▼
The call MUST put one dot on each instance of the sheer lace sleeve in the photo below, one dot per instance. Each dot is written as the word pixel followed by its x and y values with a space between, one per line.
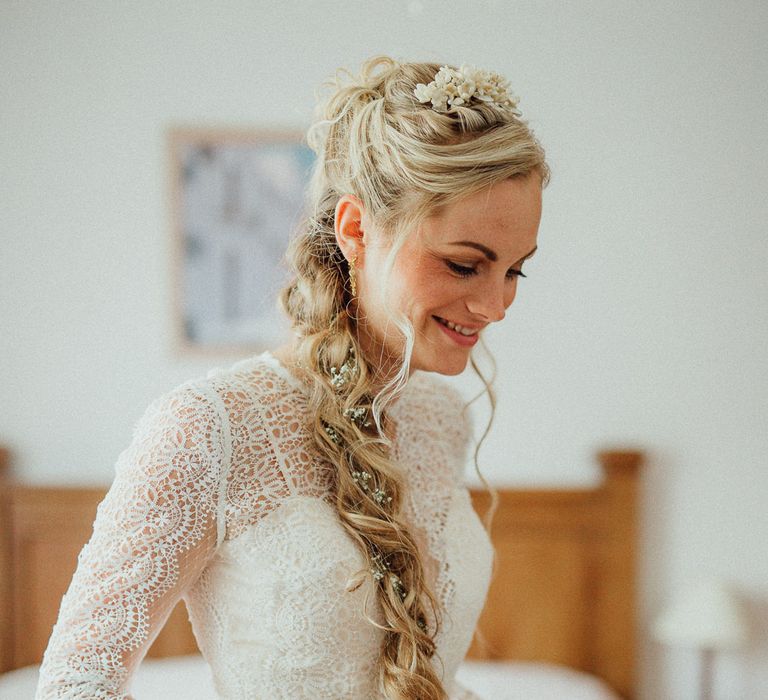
pixel 154 532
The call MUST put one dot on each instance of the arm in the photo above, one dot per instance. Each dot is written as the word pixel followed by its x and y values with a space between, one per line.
pixel 462 693
pixel 154 532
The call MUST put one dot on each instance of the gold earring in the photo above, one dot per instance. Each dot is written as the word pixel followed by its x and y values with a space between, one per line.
pixel 352 280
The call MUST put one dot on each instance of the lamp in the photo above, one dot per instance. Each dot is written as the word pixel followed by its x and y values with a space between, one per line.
pixel 708 617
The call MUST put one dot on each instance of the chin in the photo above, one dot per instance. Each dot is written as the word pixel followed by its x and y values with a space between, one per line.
pixel 448 366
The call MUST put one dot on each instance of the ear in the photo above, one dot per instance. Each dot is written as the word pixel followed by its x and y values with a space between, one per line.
pixel 349 228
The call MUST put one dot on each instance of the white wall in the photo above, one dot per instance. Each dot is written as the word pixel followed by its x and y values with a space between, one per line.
pixel 644 317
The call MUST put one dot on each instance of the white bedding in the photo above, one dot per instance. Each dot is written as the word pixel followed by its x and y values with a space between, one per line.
pixel 189 677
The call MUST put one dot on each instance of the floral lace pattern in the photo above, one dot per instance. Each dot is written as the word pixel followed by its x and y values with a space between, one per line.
pixel 221 500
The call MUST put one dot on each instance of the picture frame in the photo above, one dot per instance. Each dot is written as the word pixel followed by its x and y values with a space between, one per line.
pixel 237 198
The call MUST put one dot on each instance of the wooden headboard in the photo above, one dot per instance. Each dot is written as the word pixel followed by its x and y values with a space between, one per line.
pixel 563 589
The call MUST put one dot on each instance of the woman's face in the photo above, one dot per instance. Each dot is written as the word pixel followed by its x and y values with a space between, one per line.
pixel 461 268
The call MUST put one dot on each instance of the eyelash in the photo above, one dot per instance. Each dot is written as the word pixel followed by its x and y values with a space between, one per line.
pixel 469 271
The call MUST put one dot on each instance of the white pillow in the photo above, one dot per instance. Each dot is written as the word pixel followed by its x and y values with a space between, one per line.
pixel 516 680
pixel 190 678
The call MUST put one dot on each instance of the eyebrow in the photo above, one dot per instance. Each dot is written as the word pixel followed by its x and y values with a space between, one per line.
pixel 490 254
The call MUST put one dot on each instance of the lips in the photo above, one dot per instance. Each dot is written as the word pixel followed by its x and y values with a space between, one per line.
pixel 465 326
pixel 456 337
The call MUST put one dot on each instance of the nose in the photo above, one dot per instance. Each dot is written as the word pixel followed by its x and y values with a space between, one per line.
pixel 492 300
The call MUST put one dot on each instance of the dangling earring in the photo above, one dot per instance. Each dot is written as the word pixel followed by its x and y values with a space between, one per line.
pixel 352 280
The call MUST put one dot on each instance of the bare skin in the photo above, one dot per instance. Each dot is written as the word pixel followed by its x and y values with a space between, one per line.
pixel 462 266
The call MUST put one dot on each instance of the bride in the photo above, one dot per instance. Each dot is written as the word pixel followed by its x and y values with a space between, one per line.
pixel 307 503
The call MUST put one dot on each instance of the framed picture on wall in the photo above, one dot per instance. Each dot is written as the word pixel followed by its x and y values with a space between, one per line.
pixel 238 197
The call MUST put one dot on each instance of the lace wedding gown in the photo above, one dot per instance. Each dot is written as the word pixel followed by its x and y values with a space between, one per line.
pixel 221 500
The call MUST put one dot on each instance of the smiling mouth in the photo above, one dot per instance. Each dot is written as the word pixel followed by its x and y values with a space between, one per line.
pixel 467 332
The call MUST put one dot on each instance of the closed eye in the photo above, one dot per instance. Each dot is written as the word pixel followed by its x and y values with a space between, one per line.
pixel 464 271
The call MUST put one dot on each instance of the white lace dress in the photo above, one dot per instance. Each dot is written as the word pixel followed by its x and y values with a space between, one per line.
pixel 221 500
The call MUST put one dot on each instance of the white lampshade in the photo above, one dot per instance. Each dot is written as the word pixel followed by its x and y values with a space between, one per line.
pixel 707 615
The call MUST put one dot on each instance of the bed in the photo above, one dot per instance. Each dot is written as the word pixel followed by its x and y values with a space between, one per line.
pixel 559 620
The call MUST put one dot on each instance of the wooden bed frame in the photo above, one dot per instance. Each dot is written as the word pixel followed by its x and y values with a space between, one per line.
pixel 563 589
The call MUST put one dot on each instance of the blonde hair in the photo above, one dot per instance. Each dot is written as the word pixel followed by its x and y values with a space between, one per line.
pixel 402 159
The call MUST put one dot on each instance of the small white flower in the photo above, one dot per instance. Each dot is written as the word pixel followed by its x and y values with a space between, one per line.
pixel 454 88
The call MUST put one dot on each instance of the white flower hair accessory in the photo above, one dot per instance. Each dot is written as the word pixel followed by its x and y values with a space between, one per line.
pixel 452 88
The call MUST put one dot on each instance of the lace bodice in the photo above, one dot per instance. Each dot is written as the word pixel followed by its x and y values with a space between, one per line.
pixel 222 500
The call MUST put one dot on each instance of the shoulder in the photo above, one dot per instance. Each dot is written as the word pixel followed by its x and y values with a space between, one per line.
pixel 440 409
pixel 211 402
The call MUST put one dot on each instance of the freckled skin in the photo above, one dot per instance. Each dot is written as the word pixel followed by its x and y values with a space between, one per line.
pixel 504 218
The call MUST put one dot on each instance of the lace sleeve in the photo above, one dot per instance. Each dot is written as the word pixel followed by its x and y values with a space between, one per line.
pixel 154 532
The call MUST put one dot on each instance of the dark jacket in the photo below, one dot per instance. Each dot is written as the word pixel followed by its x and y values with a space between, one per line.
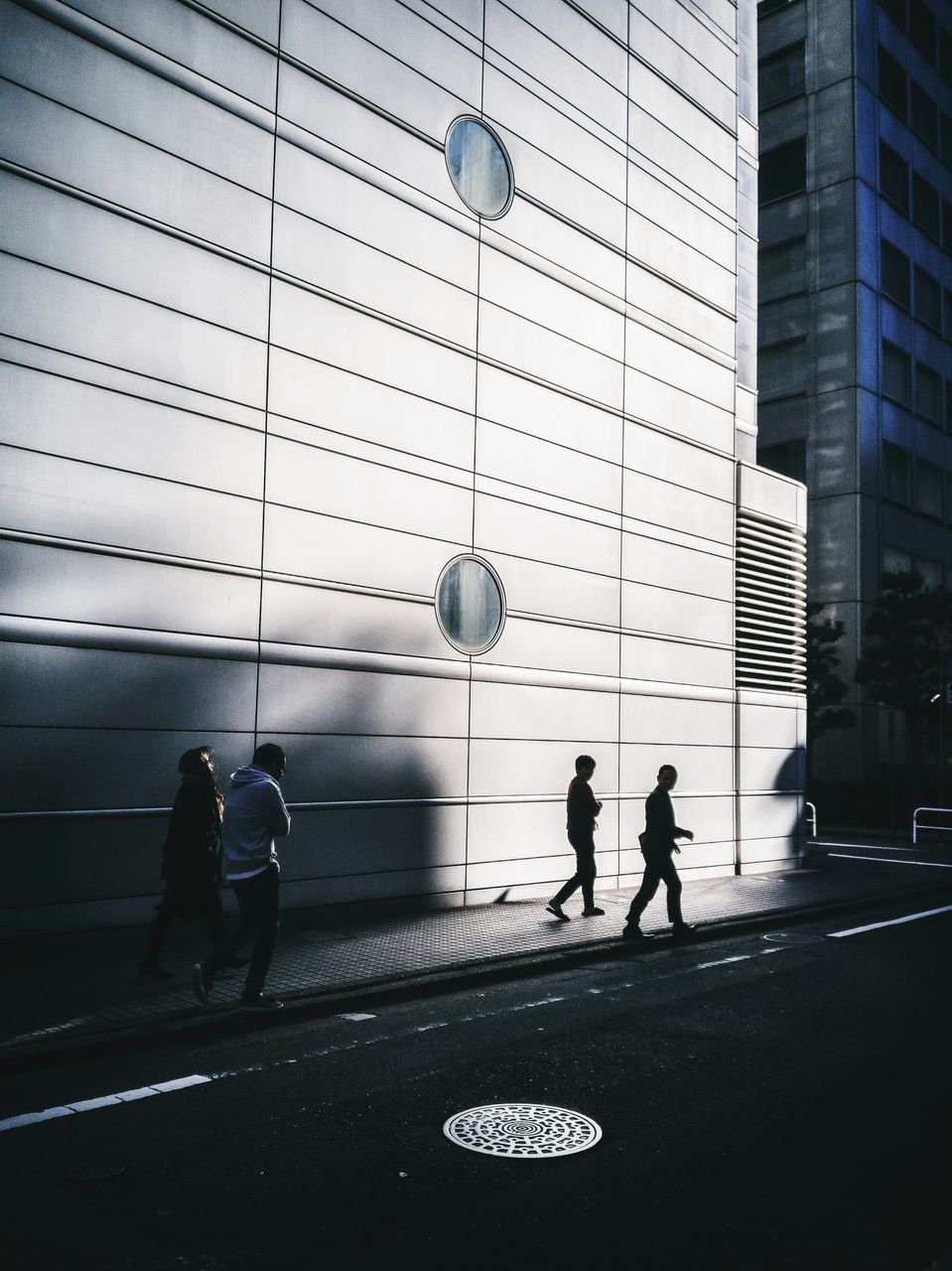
▲
*Your instructions*. The answer must be a word-for-word copy of all the entries, containing no pictures.

*Output*.
The call MUST put one dot on each instance of the sheer lace sleeve in the photo below, one dot per instance. Each dot is written as the word pixel followed by its x and y values with a space between, one per line.
pixel 154 532
The call MUST put one dot on each instance of the arm in the photo above, one dot per instance. Each dot is written as the word pixel followed by its x and y values with a space between, one per line.
pixel 462 693
pixel 154 532
The call MUST put one dot on each instance of the gold earring in the photo above, one dot per instance. Each dot is written as the word pixel followed by its x and y values with a space between, one per line.
pixel 352 280
The call MUST put one dot on each instance of the lamp in the photo above, one dot per instance. Each dot is written as the word pixel followed by its x and y values with a space between, one per line.
pixel 708 617
The call MUST put one dot on each instance of the chin in the photo above, one dot per instance. Each dot is written as the word pixel followed by its x and y values with a space between, one per line.
pixel 448 366
The call MUST put one dot on each instance of the ear in the photo above, one dot per instance. Each dot is written as the word pixel followed by its x and y values with a space between, one per line.
pixel 349 228
The call MUST put one dot on each instance of the white wall in the photo above, one dot per instance. Each dot is written as the word pixel followed by its x and y values with a space between, one per line.
pixel 644 317
The call MUST put one dot on each instance of the white bedding in the photo above, one dot per instance. Each dot is written as the word pixel followed by its x and y values with a space between, one per line.
pixel 189 677
The call MUST put one dot on each instance of the floral lace pattern in the photo above, one dot per instance. Each dot is written as the word pixel followed by its x and y values with a space between, one per line.
pixel 221 500
The call MUST put one dot on each instance of the picture frame in the photo above, one dot per instance. Each dot is written as the word pixel followed by its x and y values with a space between, one per line.
pixel 237 198
The call MUST put one dot on each instance of the wooden headboard in the photo above, one dot per instance. Each dot is written as the word pixel followed by its x and y values with a space between, one per line.
pixel 563 589
The call MUST put one dot on each instance of the woman's face in the photo above, one dot per instance. Each dot is written as the word pixel followed by its x and y values with a space between, one per line.
pixel 461 268
The call MUST put one dot on each instance of the eyelash in the photo above, one dot per instance. Each dot is written as the word pixel followed by its x and y values with a space between, one per line.
pixel 469 271
The call MUST put one dot on each instance of the white pillow in the photo above, one dot per instance. Each dot is written as the word pixel followed by its x and y values with a space between, one per line.
pixel 516 680
pixel 190 678
The call MUST put one dot on each instance of the eyebrow in the photo above, one dot per instance. Each dot is written as the word pixel followed by its x and y values with a space between, one per line.
pixel 490 254
The call MUST put one dot on each instance of the lips in the photo above, one dot per instance. Each dot is written as the word pixel followed by its x and y values with a space between, one per line.
pixel 465 326
pixel 456 337
The call MUST put one dot on each instance of the nose in the photo above, one dot per instance. Each dot is written as the word pixel followed by its x and y values with a space between, one per line.
pixel 492 300
The call MUST put one dot on each instance of the dangling earring in the photo above, one dot per instance. Each dot is written as the word pixel followed by its x and y values with a space between, one per line.
pixel 352 280
The call MUST put one dot on each instance of the bare skin in the photo above, one dot per instance. Each dot is written as the word pixel followed by its x and y values with a space between, one per line.
pixel 462 266
The call MUST put one dot on each instance of the bride in the photo above, one dot per instance. Each dot is written as the word pixel followed by its x and y values with a space between, one per line.
pixel 307 503
The call MUST put one dot on each instance of the framed picture on wall in the photo above, one dot per instance. Each dot is written as the word pixel followed by its x and y values with a space between, one per line.
pixel 238 197
The call MUST put one dot on each instance of the lace wedding gown in the photo above, one dot per instance. Each dot is written as the word pixel followed by its x and y values with a space between, one per line.
pixel 221 500
The call MUST put one dot on each instance of the smiling mouth in the photo above, one dot per instance. Each dot is written as the word pixel followed by its x and y values with a space between, one per line.
pixel 467 332
The call MUST put one dot on each instance of the closed eye in the photo above, one dot per instance. Each dot is written as the word pixel followed by its x and y values with a space between, one per line.
pixel 464 271
The call MUST put one dot on each instance of the white lace dress in the photo above, one dot per instance. Each dot is written as the word pixel followed by its x and y values with a space between, one per line.
pixel 221 500
The call MUST put one dot on each instance of the white lampshade in the photo above, one dot per instance. Each dot is written as the word pixel followed by its x and y values with a space between, one per line.
pixel 707 615
The call MUST put one dot on each instance of the bed in the photo above, one dot per instance. Each dot is written as the word pixel followed by its x and y values with a space between, one per line.
pixel 559 620
The call MUST put one dot on each instance of the wooden bed frame in the photo above, one dot per instance. Each dot is written as the word pixel followed by its x and y values with a space between, one per line.
pixel 563 589
The call MUST put one dot on each instance of the blonde hair in the photo above, one dot per instance. Each dot is written as the word pixel followed by its x and y values with a space between, one per line.
pixel 402 159
The call MUST put one dot on each instance of the small white flower in the photo above, one dot per instance. Each dot is written as the word pixel followed by its x and y values with a space between, one per line.
pixel 454 88
The call MUST put one dot on each instance of the white flower hair accessory in the photo above, one dot per instance. Each dot is written as the word pixel followed by its x and y values with a space between, one per line.
pixel 452 88
The call MUST put one dot on each instance of the lace bodice in the photo above, one dot per instance. Each dot is written as the word pixel followed by its x and y values with a space between, one per line.
pixel 222 500
The call MUST put one dot on each instance of the shoulder in the photo above, one dot per instance. Each dot is written as the word pixel followed by its x and y values with a space between, one per line.
pixel 440 409
pixel 211 402
The call MUST put one dot on each instance of the freckled skin in the photo above, one dot per instance. Each dot is written as the word pixel followed by its x and y values with a space between, one per line.
pixel 504 218
The call MUST put one dot on each instance of the lace sleeve in the photo above, one dot per instance. Each dot is written as the word pixel followed by its x and y values with a space between, one per line.
pixel 154 532
The call MUST put one dot on each instance of the dark jacket in the photo below, one dot per instance. Each dot is written as the word pixel followed by its x and y values with a space between, one per line.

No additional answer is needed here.